In the Great Depression, manufacturers made and exploded dynamite on the Whittaker-Bermite site.
At the start of the Second World War, they made and set off fireworks there. Then they made old field explosives.
By the end of the War, it was flares, bombs and explosives, and with the Whittaker Corporation, rockets, flares and igniters.
And, now, according to the calculations of the man who spent the last 30 years monitoring the decontamination of close to 1,000 contaminated acres, SCV residents will be able by the end of next year, to jog there, fly kites there, dine, work and open up a business in the heart of the SCV.
By the end of 2018, we’ll be able to pursue pretty much every facet of SCV living on the site, all but one – living there.
Whittaker-Bermite, once cleaned, will be suitable for commercial development, restaurants, parks, schools, recreation and open space. The only structure that cannot be built there are homes.
Jose Diaz, project manager of the California Department of Toxic Substances Control, a division of the state Environmental Protection Agency, said Wednesday the cleanup of soil, vapor and water on the 996 acres of Whittaker-Bermite is on track to be completed by the end of next year.
Although he is not authorized to reflect on possible development of the area once it’s cleaned, Diaz in his capacity to sign-off on the cleanup once its deemed healthy for citizens to be there, said more than half the area will be OK to develop for most non-residential purposes.
“At least 500 acres will be able to be developed,” Diaz said Wednesday.
With the cleanup end in sight, Whittaker has recently doubled its cleaning efforts, Diaz said.
“Recently, Whittaker decided ‘We’re going to increase the amount of soil being treated – excavated and treated.’ So, they’re doubling their efforts,” he said.
“They’re going to treat more soil, and they’re adding more treatment cells, so essentially doubling, to speed up the process.”

Saved entries:
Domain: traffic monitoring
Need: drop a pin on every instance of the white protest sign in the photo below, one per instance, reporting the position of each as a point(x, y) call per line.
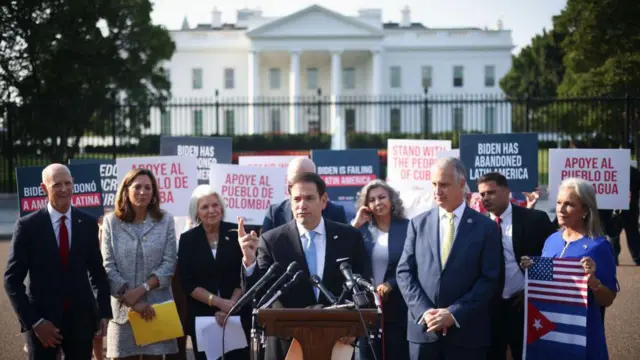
point(177, 177)
point(247, 191)
point(409, 161)
point(607, 169)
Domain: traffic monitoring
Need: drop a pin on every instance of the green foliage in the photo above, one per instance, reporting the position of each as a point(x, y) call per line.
point(68, 64)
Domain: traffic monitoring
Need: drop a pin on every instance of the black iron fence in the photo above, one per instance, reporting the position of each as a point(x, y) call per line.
point(36, 135)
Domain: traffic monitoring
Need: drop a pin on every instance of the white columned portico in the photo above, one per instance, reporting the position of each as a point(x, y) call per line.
point(294, 91)
point(377, 90)
point(254, 92)
point(336, 86)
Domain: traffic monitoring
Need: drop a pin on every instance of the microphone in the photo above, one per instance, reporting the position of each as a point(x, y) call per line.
point(270, 274)
point(316, 282)
point(281, 281)
point(284, 289)
point(359, 298)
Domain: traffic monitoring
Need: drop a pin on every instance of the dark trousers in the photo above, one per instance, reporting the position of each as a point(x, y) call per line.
point(629, 222)
point(439, 350)
point(396, 345)
point(507, 329)
point(77, 342)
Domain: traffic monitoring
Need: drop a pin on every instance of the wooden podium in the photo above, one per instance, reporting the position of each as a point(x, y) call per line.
point(317, 330)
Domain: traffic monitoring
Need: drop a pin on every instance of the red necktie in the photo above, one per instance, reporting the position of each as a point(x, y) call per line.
point(64, 249)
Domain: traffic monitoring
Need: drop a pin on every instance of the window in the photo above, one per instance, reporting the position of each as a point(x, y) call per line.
point(395, 120)
point(427, 73)
point(350, 120)
point(228, 78)
point(275, 120)
point(489, 76)
point(490, 119)
point(274, 78)
point(197, 122)
point(312, 78)
point(229, 122)
point(458, 76)
point(458, 119)
point(165, 123)
point(196, 78)
point(396, 77)
point(349, 78)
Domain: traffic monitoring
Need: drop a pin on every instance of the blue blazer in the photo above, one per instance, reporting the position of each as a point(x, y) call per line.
point(395, 308)
point(280, 214)
point(466, 283)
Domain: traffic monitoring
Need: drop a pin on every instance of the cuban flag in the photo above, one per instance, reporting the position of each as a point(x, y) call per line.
point(556, 295)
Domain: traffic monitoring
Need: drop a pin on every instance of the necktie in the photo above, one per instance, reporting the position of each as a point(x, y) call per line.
point(310, 255)
point(448, 239)
point(64, 249)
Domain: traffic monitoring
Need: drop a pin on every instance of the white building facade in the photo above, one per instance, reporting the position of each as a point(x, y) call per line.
point(267, 73)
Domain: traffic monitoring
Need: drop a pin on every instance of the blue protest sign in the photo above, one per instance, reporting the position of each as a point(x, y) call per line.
point(346, 171)
point(513, 155)
point(87, 194)
point(108, 179)
point(208, 151)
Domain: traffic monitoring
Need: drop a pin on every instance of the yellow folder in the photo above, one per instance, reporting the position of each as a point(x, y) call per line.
point(165, 326)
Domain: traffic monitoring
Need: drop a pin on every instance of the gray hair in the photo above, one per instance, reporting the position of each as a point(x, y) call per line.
point(200, 192)
point(587, 196)
point(47, 171)
point(397, 207)
point(460, 172)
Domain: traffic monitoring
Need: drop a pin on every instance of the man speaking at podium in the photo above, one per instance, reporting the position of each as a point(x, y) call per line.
point(317, 244)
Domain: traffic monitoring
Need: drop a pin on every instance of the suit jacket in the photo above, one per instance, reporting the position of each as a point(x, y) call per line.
point(198, 268)
point(465, 285)
point(395, 308)
point(280, 214)
point(120, 252)
point(34, 250)
point(283, 245)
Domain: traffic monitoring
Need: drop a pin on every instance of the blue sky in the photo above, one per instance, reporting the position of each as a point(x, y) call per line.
point(524, 17)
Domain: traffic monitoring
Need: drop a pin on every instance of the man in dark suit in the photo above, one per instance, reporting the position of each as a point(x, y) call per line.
point(57, 246)
point(317, 244)
point(280, 214)
point(524, 232)
point(448, 272)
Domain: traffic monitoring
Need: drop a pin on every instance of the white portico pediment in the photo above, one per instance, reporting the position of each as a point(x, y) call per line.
point(315, 21)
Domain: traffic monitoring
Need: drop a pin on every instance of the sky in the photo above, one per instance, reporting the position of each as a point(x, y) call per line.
point(525, 18)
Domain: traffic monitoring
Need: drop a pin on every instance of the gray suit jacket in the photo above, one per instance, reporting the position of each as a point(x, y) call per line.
point(119, 245)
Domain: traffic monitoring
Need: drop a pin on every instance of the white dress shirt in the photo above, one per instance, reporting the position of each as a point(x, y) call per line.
point(513, 277)
point(55, 221)
point(321, 247)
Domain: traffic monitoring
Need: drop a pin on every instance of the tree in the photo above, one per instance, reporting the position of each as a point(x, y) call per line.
point(68, 64)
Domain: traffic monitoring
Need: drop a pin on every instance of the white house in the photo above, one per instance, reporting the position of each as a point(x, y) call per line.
point(371, 73)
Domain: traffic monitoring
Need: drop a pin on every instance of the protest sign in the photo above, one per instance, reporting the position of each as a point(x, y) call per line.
point(409, 161)
point(607, 169)
point(513, 155)
point(177, 177)
point(207, 151)
point(108, 179)
point(248, 191)
point(87, 195)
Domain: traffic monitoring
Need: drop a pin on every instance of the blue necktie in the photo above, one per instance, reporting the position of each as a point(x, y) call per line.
point(310, 254)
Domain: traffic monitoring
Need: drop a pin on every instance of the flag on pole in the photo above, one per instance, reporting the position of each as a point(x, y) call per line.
point(556, 295)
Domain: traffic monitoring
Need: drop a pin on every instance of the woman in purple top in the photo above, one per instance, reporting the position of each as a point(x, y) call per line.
point(580, 237)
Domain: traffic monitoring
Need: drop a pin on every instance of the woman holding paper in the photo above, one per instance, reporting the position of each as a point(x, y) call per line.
point(382, 222)
point(139, 252)
point(580, 237)
point(209, 263)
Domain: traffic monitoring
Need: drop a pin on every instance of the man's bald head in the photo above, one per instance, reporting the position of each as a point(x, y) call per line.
point(300, 165)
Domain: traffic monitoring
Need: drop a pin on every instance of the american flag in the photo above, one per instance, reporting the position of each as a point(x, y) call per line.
point(557, 298)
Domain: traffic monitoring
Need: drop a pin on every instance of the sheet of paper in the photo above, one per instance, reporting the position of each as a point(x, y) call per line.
point(209, 336)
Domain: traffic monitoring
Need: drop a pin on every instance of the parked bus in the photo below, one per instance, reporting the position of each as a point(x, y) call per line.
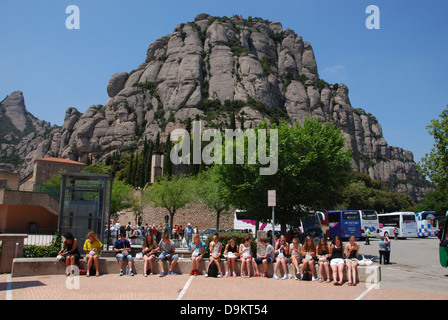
point(405, 222)
point(443, 246)
point(369, 219)
point(427, 223)
point(242, 222)
point(312, 226)
point(344, 223)
point(324, 224)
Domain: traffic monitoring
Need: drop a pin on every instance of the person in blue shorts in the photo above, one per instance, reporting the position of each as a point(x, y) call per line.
point(266, 258)
point(168, 250)
point(122, 248)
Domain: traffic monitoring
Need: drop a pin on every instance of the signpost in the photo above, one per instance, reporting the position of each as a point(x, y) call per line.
point(272, 203)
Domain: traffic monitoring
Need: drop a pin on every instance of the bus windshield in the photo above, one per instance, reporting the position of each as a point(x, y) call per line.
point(369, 215)
point(350, 216)
point(408, 218)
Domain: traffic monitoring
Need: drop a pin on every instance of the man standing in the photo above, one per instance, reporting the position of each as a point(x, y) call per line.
point(264, 259)
point(168, 248)
point(188, 234)
point(123, 249)
point(367, 236)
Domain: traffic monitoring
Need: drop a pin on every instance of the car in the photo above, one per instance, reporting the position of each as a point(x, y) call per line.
point(204, 235)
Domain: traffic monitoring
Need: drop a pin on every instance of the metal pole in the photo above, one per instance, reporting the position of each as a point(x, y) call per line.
point(273, 227)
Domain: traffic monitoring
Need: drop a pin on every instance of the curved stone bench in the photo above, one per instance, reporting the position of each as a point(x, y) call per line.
point(109, 265)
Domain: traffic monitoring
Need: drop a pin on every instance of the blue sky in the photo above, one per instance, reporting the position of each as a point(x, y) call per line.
point(398, 73)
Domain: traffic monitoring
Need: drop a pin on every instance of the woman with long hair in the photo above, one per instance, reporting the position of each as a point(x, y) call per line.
point(197, 249)
point(323, 254)
point(352, 251)
point(92, 247)
point(70, 252)
point(337, 263)
point(309, 255)
point(282, 252)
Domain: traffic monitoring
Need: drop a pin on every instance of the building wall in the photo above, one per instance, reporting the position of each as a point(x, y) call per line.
point(17, 218)
point(43, 170)
point(196, 214)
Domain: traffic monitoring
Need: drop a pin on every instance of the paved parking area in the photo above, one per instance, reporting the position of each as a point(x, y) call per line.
point(413, 274)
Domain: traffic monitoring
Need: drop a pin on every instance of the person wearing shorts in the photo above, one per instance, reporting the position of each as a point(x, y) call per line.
point(337, 263)
point(122, 248)
point(264, 259)
point(168, 250)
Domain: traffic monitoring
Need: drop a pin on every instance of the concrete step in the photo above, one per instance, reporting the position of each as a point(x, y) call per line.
point(108, 265)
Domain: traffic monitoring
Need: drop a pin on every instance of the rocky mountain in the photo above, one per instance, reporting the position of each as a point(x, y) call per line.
point(210, 69)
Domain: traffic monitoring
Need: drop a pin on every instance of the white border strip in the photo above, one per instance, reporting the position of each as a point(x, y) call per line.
point(375, 286)
point(184, 290)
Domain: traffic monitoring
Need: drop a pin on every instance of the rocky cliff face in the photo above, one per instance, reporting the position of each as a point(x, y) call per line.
point(209, 69)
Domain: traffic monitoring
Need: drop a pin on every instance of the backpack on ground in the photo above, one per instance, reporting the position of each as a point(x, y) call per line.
point(213, 270)
point(306, 276)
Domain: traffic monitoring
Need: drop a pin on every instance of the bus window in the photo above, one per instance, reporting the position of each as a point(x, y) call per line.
point(350, 216)
point(408, 218)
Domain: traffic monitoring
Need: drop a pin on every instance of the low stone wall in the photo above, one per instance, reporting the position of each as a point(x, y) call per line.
point(196, 214)
point(108, 265)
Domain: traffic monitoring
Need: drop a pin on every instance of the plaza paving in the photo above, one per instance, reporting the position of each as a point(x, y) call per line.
point(410, 276)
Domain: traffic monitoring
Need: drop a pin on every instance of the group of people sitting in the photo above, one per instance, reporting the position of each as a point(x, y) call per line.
point(335, 256)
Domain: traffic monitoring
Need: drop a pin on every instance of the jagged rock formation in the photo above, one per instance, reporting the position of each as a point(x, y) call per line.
point(209, 69)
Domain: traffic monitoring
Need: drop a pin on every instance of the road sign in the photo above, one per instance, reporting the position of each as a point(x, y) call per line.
point(271, 198)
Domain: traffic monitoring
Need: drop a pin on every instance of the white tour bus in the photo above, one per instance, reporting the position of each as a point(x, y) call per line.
point(369, 219)
point(405, 222)
point(241, 222)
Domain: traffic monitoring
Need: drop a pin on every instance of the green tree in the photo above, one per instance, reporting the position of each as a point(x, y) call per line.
point(312, 166)
point(172, 193)
point(434, 165)
point(210, 191)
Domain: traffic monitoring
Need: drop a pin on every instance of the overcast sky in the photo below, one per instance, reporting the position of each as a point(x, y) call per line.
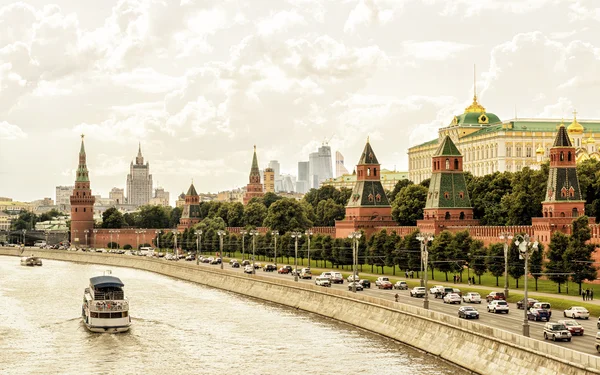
point(199, 82)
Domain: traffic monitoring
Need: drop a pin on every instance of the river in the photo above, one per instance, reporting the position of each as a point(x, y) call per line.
point(179, 327)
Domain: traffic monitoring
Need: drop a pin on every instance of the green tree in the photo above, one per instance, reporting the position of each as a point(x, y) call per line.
point(578, 255)
point(408, 206)
point(254, 214)
point(112, 218)
point(287, 215)
point(556, 267)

USING THE INFORMATION:
(1) According to the Whittaker-Bermite cleanup article, what is the only kind of structure that cannot be built on the site?
(2) Write the next part of the Whittaker-Bermite cleanup article, picking up after its final sentence.
The data was drawn from a separate source.

ANSWERS TO THE EXERCISES:
(1) Homes.

(2)
And, as the massive cleanup comes to a close, the SCV experience will find its place in history, Diaz said, as the largest environmental cleanup of perchlorate contamination in the state and, quite possibly, in the country.
Once all the planning was done and shovels went into the ground, cleanup crews decontaminated 225 acres of toxic soil between 2005 and 2009, excavating and treating more than 435,000 cubic yards of dirty dirt.
The six years that followed that initial phase, at least 771 additional acres were cleaned, with more than one million cubic yards excavated and treated.
In terms of scooping up contaminated soil, at least 188,000 cubic yards were scooped up and treated by 2015. An additional 868,290 acres scooped up and treated.
And, with regards to cleaning perchlorate-contaminated groundwater, the newly-completed Saugus Aquifer Treatment Plant which was tested earlier this month, is expected to pump and treat water extracted from 14 wells at a rate of 500 gallons a minute.
The cleaned water, according to the plan, will be discharged into the Santa Clara River watershed to recharge SCV’s groundwater.
Perchlorate, a byproduct of rocket making, has been shown to interfere with the uptake of iodide by the thyroid gland and to thereby reduce the production of thyroid hormones, leading to adverse effects associated with inadequate hormone levels.